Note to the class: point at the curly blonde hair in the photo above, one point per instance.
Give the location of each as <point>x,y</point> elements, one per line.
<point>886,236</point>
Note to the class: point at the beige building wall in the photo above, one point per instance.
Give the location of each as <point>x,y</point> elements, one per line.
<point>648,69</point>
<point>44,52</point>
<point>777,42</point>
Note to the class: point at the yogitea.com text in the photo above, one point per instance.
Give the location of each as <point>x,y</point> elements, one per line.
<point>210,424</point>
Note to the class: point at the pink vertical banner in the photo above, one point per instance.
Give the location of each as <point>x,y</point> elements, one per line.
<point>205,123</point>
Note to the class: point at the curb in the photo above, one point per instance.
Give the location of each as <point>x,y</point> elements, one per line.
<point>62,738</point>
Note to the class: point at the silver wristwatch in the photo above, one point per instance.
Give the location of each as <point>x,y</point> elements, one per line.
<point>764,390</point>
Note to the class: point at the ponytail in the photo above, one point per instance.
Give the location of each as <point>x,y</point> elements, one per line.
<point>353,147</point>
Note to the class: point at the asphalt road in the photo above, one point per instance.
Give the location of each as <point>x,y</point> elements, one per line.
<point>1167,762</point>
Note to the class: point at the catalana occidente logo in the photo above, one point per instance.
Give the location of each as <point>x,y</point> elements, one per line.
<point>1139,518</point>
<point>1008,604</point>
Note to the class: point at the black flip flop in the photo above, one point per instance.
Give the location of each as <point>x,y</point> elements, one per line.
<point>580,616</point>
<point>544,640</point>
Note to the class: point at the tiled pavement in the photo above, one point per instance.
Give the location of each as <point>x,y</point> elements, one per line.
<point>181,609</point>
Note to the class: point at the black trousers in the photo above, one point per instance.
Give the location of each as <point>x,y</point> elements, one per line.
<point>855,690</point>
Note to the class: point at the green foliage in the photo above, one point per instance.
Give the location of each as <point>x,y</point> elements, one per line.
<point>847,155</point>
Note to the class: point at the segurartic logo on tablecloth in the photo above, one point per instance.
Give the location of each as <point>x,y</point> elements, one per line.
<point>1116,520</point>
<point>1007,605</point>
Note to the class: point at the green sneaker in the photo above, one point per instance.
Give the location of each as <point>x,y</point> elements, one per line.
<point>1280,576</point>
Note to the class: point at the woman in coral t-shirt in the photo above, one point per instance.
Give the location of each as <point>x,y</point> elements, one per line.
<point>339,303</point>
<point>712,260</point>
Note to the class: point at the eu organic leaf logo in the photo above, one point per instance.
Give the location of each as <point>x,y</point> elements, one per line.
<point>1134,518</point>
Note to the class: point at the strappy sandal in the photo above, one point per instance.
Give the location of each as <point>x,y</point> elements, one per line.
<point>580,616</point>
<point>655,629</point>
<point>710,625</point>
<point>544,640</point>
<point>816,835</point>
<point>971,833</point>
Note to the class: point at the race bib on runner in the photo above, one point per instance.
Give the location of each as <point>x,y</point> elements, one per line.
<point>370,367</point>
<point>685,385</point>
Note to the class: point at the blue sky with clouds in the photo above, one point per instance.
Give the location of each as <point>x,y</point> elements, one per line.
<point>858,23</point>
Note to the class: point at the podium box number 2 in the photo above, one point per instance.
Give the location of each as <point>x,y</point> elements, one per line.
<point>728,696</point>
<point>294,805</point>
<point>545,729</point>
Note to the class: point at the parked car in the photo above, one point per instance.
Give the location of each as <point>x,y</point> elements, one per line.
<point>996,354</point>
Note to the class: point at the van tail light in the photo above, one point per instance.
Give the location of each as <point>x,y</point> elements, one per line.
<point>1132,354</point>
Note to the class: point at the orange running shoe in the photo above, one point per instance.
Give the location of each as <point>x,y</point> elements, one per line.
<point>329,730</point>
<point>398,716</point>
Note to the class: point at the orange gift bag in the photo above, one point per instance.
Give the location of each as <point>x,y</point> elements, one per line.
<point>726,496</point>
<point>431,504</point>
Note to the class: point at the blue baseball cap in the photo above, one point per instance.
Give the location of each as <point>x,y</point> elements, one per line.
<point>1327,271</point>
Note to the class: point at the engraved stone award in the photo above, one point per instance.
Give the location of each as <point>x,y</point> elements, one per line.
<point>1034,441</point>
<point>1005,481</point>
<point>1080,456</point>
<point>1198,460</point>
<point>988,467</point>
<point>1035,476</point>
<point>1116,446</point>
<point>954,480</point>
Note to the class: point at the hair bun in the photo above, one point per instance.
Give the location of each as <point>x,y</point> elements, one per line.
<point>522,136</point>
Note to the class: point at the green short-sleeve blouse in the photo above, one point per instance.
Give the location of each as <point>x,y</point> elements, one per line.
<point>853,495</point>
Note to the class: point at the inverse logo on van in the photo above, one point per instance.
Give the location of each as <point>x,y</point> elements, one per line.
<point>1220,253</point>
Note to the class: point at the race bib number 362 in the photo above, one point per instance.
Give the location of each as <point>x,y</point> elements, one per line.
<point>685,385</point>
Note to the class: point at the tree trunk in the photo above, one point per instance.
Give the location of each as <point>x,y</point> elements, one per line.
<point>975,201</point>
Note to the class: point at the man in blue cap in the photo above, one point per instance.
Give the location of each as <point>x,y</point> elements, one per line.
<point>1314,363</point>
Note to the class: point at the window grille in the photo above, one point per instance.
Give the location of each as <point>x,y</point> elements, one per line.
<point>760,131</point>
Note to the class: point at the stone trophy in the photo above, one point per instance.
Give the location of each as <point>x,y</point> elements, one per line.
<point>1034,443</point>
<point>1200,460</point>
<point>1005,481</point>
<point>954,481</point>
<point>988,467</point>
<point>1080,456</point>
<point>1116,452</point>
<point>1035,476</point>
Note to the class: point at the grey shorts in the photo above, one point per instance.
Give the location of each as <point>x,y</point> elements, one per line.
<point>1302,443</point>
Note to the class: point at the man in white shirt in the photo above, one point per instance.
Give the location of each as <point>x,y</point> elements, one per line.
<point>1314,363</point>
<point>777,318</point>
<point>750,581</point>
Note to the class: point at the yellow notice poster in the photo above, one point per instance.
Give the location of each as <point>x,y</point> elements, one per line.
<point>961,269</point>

_ _ _ _ _ _ _

What you will do
Transcribe exactly, and only, the lines that extend from the one containing "Note to the class: point at the man in white" to the end of the records above, inclusive of both.

Result for this task
Note to the class: point at the man in white shirt in the photo above, one point per instance.
Give the location of each as <point>x,y</point> elements, one per line.
<point>1314,363</point>
<point>777,318</point>
<point>750,581</point>
Note to the class: point at the yellow notice poster in the photo above, one point per instance.
Give the location of each as <point>x,y</point> elements, one per line.
<point>961,269</point>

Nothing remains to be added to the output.